GIVEN TEXT –
···

Checking communication

  1. Ensure that the Ektron Asset Transfer Server service on the CMS server and the Ektron Asset Transfer Client service on the Solr server are both started.
  2. From the CMS server run Powershell as an administrator. 
  3. Run the following command after replacing SolrMachineName with the machine name of the Solr box. This is to ensure DNS is working properly.  
    test-netconnection -computername SolrMachineName -port 80
    If this fails, edit the host file of the CMS server and set the correct IP.

  4. In the same powershell window run the following command to ensure the CMS can communicate over Solr's asset transfer client service port(7605 by default).  
    test-netconnection -computername SolrMachineName -port 7605
    If this fails, ensure port 7605 inbound to the Solr machine is not blocked by the firewall. 

  5. Test this powershell again on the CMS server to ensure resolution of the issue.

···

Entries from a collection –
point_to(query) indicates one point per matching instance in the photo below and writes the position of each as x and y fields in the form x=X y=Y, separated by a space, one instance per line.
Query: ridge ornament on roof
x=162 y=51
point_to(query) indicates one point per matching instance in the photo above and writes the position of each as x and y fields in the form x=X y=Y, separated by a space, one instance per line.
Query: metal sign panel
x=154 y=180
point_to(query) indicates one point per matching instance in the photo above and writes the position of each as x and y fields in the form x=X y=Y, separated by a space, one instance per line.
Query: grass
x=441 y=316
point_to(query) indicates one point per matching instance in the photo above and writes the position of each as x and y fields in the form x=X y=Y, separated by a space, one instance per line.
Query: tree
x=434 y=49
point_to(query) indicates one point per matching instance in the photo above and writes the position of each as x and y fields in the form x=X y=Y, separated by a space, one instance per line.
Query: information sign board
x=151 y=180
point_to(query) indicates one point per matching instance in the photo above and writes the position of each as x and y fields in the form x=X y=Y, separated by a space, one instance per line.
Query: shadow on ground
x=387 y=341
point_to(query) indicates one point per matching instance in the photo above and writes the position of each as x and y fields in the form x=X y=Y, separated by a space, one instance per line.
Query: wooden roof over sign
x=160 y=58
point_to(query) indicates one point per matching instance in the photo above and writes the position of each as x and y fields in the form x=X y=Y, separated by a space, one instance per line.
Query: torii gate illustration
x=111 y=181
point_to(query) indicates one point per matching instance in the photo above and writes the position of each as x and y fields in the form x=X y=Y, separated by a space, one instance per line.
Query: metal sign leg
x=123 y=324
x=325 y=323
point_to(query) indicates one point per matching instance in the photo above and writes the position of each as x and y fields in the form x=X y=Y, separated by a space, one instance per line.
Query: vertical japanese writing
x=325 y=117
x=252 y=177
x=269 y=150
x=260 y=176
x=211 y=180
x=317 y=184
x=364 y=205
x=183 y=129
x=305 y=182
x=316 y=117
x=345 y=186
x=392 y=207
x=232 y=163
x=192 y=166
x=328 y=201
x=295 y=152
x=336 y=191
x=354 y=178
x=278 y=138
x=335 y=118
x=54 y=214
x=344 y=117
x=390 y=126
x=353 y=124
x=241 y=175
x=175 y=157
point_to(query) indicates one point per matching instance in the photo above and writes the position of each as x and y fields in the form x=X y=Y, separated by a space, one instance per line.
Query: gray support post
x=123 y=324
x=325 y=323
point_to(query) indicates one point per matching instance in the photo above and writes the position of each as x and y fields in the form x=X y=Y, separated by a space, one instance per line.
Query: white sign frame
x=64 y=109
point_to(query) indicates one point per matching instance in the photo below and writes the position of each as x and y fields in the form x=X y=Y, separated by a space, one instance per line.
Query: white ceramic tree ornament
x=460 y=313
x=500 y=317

···

REQUIREMENT A – Check each statement against the communication-check steps and answer yes or no for each. Support each answer by quoting the deciding words from those steps. (i) By default, Solr's asset transfer client service uses port 7605. (ii) Powershell should be run on the Solr server. (iii) If the port 80 test fails, the host file of the Solr server should be edited.
REQUIREMENT B – Give the first word of each of the numbered steps in the communication-check procedure, in order.
REQUIREMENT C – Continue the communication-check steps, starting after step 5.

TASK RESPONSE A –
(i) Yes: "Solr's asset transfer client service port(7605 by default)"
(ii) No: "From the CMS server run Powershell as an administrator."
(iii) No: "edit the host file of the CMS server and set the correct IP."

TASK RESPONSE B – Ensure, From, Run, In, Test

TASK RESPONSE C –
    test-netconnection -computername SolrMachineName -port 7605
  6. Less commonly there could be a communication issue from the Solr machine to the CMS machine. Run this command on the Solr machine and if it fails unblock port 8732 inbound on the CMS server.
    test-netconnection -computername CmsMachineName -port 8732

Fixing the AssetServertable

  1. If the communication is working you may need to check the AssetServerTable for erroneous entries. Remove extra entries as needed.

If asset size is more than 524 MB

  1.  Add the key "MaxAssetSize" with desired value into appSettings section of Ektron.Cms.Search.Assets.Server.exe.config on the Ektron CMS server. 

  2. Restart the Asset Transfer Server service on the same server. 

Check for remaining issues and confirming resolution

  1. Publish a change to an asset(for instance make a change to the title of DMS document or upload a new PDF).
  2. Review the file Ektron.Cms.Search.Assets.Server.log on the CMS server for any remaining errors and resolve them.
    C:\Program Files (x86)\Ektron\Asset Transfer Server\Ektron.Cms.Search.Assets.Server.log
  3. Review the file Ektron.Cms.Search.Assets.txt on the Solr server for any remaining errors and resolve them.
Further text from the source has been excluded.